• INSTRUCTIONS FOR THE TASK: Can you retype every entry below word for word, leaving the pictures out?

--- RECORD EXCERPTS ---

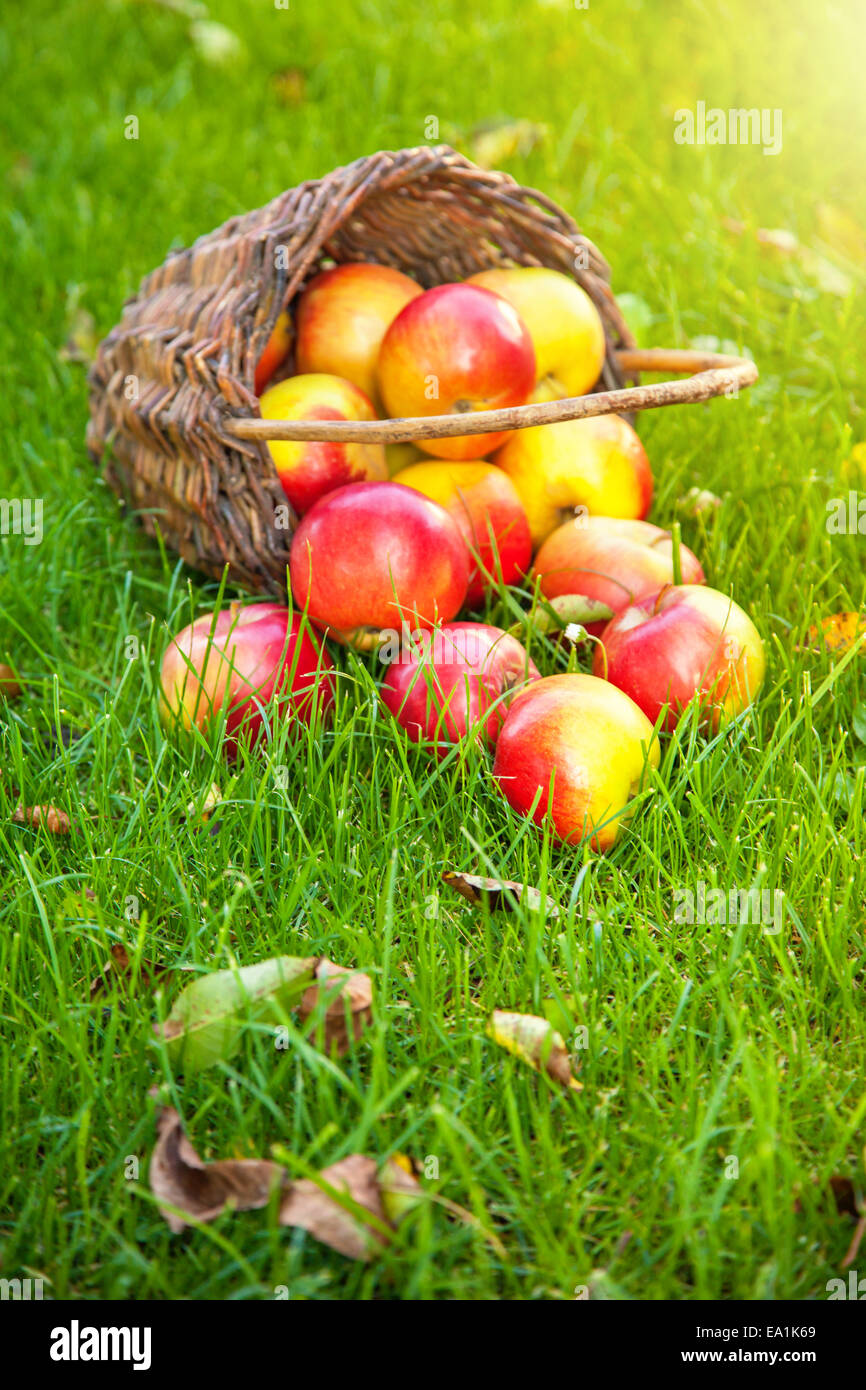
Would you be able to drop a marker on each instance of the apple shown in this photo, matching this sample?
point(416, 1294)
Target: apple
point(683, 644)
point(456, 348)
point(371, 558)
point(598, 463)
point(488, 512)
point(275, 352)
point(398, 456)
point(581, 747)
point(309, 469)
point(259, 663)
point(609, 559)
point(342, 317)
point(455, 681)
point(563, 323)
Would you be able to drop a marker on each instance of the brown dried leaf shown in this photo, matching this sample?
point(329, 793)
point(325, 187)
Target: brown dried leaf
point(349, 994)
point(56, 822)
point(82, 341)
point(289, 86)
point(499, 894)
point(844, 1196)
point(9, 685)
point(535, 1041)
point(494, 142)
point(200, 1190)
point(837, 633)
point(316, 1211)
point(120, 968)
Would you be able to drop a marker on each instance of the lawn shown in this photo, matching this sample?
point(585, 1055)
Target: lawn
point(723, 1070)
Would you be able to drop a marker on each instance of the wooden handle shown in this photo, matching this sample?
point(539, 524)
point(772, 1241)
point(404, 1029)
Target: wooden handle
point(712, 374)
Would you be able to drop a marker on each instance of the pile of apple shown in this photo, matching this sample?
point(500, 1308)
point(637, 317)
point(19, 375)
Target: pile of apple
point(395, 542)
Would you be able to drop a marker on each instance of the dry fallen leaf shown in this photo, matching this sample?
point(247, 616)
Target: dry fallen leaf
point(837, 633)
point(349, 994)
point(289, 86)
point(535, 1041)
point(54, 820)
point(399, 1187)
point(499, 894)
point(854, 467)
point(495, 142)
point(82, 341)
point(9, 685)
point(180, 1179)
point(824, 273)
point(307, 1205)
point(120, 968)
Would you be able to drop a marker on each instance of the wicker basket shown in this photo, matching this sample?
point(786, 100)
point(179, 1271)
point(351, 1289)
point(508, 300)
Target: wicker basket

---

• SOLVED PROBLEM:
Would you be able to drop a marker on each instance of the apple shown in this photo, matching this sample?
point(416, 1294)
Target: apple
point(683, 644)
point(456, 348)
point(371, 558)
point(598, 463)
point(488, 512)
point(275, 352)
point(398, 456)
point(581, 747)
point(309, 469)
point(259, 663)
point(609, 559)
point(342, 317)
point(455, 681)
point(563, 323)
Would you be able to drop a marker on each instance of the brown dried leaf shown in this photo, matching this sample?
point(329, 793)
point(325, 187)
Target: brown dried leaf
point(349, 994)
point(56, 822)
point(82, 341)
point(289, 86)
point(499, 894)
point(844, 1196)
point(9, 685)
point(535, 1041)
point(494, 142)
point(200, 1190)
point(837, 633)
point(316, 1211)
point(120, 968)
Would you be able to drop a marker on each instance of the lawn shown in this photo, matching this sample?
point(585, 1055)
Target: lawn
point(723, 1070)
Would you be able to drop a marker on each instance of the wooden handle shown in this photo, matching this sample?
point(539, 524)
point(772, 1241)
point(404, 1029)
Target: wooden handle
point(712, 374)
Would you be able to drop a marker on each instance of the pile of apple shown in this photo, matching this sample?
point(500, 1308)
point(637, 317)
point(19, 375)
Target: pile of apple
point(395, 542)
Would you be able to drop a marker on each instance of the dry fallen leaf shown in this photo, matching this sample?
point(247, 616)
Target: dry fallen leaf
point(837, 633)
point(349, 994)
point(289, 86)
point(535, 1041)
point(54, 820)
point(399, 1187)
point(499, 894)
point(854, 467)
point(495, 142)
point(82, 341)
point(9, 685)
point(180, 1179)
point(824, 273)
point(307, 1205)
point(120, 968)
Would you be able to drop a marker on each instance of the wicker basket shown in this photo, matching this sample?
point(786, 100)
point(179, 1271)
point(351, 1289)
point(508, 300)
Target: wicker basket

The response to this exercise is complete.